_Exercise goal_
In the records below, take the line containing "Target: tall metal pole" and reproduce it and every subsequent line exactly, adding nothing.

_Task data_

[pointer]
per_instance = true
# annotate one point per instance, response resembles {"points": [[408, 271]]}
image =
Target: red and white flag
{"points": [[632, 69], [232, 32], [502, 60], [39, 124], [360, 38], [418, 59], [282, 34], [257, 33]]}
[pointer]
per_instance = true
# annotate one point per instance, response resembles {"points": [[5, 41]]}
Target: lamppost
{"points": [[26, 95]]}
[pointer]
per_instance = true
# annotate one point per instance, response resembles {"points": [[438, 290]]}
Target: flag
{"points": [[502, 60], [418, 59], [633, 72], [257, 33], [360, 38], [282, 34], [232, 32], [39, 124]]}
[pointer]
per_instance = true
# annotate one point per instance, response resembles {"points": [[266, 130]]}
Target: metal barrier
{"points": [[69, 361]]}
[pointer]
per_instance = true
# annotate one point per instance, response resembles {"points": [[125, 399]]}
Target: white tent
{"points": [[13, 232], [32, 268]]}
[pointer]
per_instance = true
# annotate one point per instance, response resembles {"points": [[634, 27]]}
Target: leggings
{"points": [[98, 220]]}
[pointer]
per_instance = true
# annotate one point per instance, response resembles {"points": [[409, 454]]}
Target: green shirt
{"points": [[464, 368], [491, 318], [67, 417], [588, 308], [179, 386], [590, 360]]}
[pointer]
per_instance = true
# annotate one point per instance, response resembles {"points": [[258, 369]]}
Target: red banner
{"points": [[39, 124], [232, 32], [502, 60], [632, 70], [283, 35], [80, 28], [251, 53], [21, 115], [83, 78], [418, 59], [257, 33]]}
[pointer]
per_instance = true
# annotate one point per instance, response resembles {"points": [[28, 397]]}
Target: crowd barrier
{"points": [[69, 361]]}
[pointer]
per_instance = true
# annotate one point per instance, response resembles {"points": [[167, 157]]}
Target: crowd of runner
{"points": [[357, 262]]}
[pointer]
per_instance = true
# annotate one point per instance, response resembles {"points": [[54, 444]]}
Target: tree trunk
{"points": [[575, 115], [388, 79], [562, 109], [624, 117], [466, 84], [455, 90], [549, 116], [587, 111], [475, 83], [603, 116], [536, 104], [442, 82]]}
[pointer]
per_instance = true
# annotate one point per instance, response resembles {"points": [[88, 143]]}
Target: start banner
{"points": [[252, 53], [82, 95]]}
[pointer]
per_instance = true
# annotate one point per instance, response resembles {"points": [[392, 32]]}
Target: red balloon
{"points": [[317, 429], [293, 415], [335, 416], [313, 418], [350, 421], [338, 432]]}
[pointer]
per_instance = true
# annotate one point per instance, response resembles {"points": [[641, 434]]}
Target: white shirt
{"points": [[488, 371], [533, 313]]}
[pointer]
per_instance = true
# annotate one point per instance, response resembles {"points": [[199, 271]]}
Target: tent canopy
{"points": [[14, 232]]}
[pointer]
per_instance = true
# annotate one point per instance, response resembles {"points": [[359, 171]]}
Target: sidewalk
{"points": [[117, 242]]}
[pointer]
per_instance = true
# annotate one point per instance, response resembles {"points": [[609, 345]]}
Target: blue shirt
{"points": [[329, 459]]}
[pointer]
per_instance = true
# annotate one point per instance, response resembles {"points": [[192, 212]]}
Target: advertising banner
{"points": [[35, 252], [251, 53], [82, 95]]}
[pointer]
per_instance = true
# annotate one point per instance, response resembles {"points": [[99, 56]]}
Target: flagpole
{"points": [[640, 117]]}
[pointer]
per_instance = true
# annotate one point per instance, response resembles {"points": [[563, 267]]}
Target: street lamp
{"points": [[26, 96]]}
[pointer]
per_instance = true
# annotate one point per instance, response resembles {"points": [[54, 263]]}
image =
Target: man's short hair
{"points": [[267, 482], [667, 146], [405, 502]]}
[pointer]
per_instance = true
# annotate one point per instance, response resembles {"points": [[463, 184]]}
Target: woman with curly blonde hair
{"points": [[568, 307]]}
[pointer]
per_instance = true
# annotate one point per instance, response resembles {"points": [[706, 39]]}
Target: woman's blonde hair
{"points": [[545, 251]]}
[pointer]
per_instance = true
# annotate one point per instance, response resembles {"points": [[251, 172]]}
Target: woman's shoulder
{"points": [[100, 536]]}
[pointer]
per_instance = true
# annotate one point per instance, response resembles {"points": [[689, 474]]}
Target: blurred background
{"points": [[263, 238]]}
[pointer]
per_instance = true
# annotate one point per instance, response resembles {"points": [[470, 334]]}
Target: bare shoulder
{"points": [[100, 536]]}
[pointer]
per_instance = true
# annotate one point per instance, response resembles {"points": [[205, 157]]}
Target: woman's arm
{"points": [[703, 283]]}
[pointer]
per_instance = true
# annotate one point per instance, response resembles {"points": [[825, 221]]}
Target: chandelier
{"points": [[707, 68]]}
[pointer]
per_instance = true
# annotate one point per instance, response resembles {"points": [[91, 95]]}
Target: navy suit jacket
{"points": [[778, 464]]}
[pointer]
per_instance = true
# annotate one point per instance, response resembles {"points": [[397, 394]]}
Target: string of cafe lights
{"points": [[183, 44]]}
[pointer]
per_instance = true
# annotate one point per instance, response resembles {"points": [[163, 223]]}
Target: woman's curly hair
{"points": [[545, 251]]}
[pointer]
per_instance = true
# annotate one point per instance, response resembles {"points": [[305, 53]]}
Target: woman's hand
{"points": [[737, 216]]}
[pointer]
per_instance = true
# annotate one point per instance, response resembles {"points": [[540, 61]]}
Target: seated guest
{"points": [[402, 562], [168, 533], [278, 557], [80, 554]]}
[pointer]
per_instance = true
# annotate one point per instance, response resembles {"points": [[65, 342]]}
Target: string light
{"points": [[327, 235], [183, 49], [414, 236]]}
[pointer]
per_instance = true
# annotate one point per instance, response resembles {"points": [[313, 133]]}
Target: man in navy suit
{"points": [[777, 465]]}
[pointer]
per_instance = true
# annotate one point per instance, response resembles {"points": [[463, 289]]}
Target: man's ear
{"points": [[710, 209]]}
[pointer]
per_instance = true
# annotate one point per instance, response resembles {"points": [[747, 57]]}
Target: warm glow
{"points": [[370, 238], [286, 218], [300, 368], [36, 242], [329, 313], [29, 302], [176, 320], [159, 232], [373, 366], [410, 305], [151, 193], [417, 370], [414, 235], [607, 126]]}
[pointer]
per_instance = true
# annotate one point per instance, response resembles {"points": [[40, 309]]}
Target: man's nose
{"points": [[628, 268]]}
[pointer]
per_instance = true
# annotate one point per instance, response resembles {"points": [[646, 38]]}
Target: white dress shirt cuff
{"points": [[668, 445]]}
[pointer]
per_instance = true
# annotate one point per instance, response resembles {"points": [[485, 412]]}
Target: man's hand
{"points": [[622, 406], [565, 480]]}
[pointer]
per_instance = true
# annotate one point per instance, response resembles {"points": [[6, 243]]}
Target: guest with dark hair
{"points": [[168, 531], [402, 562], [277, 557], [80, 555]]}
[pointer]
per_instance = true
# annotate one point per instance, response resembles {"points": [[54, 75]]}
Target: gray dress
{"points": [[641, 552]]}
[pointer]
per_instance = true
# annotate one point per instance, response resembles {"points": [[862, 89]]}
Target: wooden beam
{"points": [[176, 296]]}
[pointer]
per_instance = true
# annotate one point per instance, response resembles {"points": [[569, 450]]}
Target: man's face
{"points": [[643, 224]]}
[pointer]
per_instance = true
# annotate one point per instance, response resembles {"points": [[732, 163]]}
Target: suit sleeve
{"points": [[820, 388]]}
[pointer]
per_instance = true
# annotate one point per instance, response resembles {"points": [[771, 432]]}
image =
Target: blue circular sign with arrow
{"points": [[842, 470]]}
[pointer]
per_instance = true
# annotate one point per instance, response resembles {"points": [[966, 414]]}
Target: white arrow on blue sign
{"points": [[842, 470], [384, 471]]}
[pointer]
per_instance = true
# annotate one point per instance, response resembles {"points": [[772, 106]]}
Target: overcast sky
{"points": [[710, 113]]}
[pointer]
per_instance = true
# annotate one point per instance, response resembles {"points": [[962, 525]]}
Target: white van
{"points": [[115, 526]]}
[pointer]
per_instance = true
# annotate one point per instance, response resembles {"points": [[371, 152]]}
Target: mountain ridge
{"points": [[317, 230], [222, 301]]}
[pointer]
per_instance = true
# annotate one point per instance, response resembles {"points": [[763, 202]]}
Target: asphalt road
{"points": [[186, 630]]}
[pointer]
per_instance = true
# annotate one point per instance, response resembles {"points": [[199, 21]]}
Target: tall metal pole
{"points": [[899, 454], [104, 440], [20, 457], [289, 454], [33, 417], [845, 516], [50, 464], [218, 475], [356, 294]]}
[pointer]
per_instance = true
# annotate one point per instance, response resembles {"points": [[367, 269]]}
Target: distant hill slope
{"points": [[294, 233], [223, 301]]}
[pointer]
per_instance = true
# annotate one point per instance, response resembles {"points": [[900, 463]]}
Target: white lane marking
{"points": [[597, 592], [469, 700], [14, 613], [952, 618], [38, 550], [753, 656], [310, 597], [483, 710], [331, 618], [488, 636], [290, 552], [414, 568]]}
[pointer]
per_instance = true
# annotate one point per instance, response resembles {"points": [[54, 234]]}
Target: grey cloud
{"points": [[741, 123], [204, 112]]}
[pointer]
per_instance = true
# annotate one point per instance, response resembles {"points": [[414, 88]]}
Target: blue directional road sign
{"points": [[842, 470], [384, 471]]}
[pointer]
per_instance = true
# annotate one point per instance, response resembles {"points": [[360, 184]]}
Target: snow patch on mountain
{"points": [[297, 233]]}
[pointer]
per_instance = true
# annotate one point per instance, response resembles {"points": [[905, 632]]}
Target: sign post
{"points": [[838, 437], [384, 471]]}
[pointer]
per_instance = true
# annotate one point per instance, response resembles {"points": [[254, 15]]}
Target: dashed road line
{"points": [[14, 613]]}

_Response to this exercise_
Target: tall metal pole
{"points": [[899, 454], [104, 440], [20, 457], [289, 454], [33, 417], [845, 516], [50, 464], [218, 475], [356, 294]]}
[pointer]
per_instance = true
# annotate one point per instance, response resembles {"points": [[367, 269]]}
Target: distant hill slope
{"points": [[294, 233], [223, 301]]}
[pointer]
per_instance = true
# annotate one point per instance, response resembles {"points": [[900, 463]]}
Target: white lane marking
{"points": [[597, 592], [469, 700], [14, 613], [952, 618], [38, 550], [753, 656], [310, 597], [483, 710], [331, 618], [488, 636], [290, 552], [414, 568]]}
[pointer]
per_instance = true
# annotate one point per instance, response resembles {"points": [[54, 234]]}
Target: grey cloud
{"points": [[741, 123], [204, 112]]}
[pointer]
per_instance = true
# annotate one point per instance, response resembles {"points": [[414, 88]]}
Target: blue directional road sign
{"points": [[842, 470], [384, 471]]}
[pointer]
per_instance = true
# annotate one point per instance, response resembles {"points": [[360, 184]]}
Target: snow patch on mountain
{"points": [[297, 233]]}
[pointer]
per_instance = true
# annotate one point per instance, response resembles {"points": [[905, 632]]}
Target: sign post
{"points": [[838, 437], [384, 471]]}
[pointer]
per_instance = true
# annotate one point per instance, response resembles {"points": [[254, 15]]}
Target: dashed road line
{"points": [[14, 613]]}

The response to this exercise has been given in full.